REQUIRED ACTION →
Output only the lines below that start at the line containing "Query: number 30 on jersey" and end at the line containing "Query: finger", with both ends kept.
%%
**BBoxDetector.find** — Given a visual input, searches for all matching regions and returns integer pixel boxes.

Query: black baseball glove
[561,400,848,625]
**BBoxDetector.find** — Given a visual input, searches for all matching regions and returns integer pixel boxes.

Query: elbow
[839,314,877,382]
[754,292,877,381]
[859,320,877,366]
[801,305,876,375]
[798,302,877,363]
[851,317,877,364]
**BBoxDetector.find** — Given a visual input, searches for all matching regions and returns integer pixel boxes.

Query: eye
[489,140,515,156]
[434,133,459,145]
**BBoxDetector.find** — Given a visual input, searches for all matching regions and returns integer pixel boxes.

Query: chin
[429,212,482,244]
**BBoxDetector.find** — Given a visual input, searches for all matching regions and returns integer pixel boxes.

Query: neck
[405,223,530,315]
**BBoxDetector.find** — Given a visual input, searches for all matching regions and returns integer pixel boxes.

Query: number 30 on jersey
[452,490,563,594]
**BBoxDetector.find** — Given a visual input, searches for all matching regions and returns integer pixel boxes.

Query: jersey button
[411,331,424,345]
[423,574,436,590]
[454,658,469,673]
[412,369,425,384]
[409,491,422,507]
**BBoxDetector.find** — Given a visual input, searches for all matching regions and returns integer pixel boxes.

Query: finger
%%
%%
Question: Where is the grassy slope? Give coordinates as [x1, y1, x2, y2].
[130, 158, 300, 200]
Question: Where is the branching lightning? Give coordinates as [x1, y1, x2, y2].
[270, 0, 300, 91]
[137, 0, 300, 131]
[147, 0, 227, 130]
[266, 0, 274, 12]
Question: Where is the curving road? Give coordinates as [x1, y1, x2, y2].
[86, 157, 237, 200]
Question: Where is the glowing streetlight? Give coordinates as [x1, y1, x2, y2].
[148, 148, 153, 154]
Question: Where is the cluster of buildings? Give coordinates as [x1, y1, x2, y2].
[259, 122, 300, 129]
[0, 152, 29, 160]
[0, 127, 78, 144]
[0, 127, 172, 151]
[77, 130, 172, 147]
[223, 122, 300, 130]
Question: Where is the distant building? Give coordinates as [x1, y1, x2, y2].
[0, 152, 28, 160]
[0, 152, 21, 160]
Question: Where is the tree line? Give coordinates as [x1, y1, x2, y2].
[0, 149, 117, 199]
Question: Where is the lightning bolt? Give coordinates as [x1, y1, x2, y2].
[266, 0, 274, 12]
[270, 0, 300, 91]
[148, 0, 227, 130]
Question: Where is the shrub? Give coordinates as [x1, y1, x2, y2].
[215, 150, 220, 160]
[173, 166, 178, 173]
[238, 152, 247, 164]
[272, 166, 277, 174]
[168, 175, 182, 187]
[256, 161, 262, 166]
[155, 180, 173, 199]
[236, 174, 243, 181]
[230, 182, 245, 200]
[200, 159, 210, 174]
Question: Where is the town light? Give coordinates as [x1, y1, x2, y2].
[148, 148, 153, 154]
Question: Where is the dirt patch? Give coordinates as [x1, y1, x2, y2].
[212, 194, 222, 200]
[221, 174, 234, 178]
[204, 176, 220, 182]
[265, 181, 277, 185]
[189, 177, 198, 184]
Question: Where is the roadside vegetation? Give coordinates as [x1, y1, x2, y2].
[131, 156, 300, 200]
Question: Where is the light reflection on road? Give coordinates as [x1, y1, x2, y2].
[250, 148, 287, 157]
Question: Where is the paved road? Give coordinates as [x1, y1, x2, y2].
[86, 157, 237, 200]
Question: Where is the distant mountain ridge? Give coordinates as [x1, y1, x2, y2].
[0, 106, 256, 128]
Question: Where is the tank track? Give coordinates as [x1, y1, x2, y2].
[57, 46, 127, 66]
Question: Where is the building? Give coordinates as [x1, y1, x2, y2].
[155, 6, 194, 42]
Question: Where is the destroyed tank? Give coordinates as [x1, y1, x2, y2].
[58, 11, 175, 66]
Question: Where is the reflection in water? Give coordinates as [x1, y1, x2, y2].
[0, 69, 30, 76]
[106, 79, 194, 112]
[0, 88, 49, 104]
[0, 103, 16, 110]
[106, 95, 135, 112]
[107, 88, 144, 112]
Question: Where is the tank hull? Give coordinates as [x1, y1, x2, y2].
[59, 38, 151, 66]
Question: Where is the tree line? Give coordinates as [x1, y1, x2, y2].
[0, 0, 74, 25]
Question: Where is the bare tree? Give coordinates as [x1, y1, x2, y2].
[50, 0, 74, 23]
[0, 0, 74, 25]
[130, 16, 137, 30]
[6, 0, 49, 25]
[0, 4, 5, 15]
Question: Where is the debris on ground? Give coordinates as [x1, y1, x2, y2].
%%
RESULT →
Query: number 30 on jersey
[452,490,563,594]
**BBoxDetector.find** — Given a visual input, searches for all matching regions and returns integer pixel boxes.

Query: jersey button
[411,331,424,345]
[423,574,436,590]
[454,658,469,673]
[412,369,425,384]
[409,491,422,507]
**BBoxDetector.find** — Given a visual input, searches for all matching regions and returns integer pixel boxes.

Query: finger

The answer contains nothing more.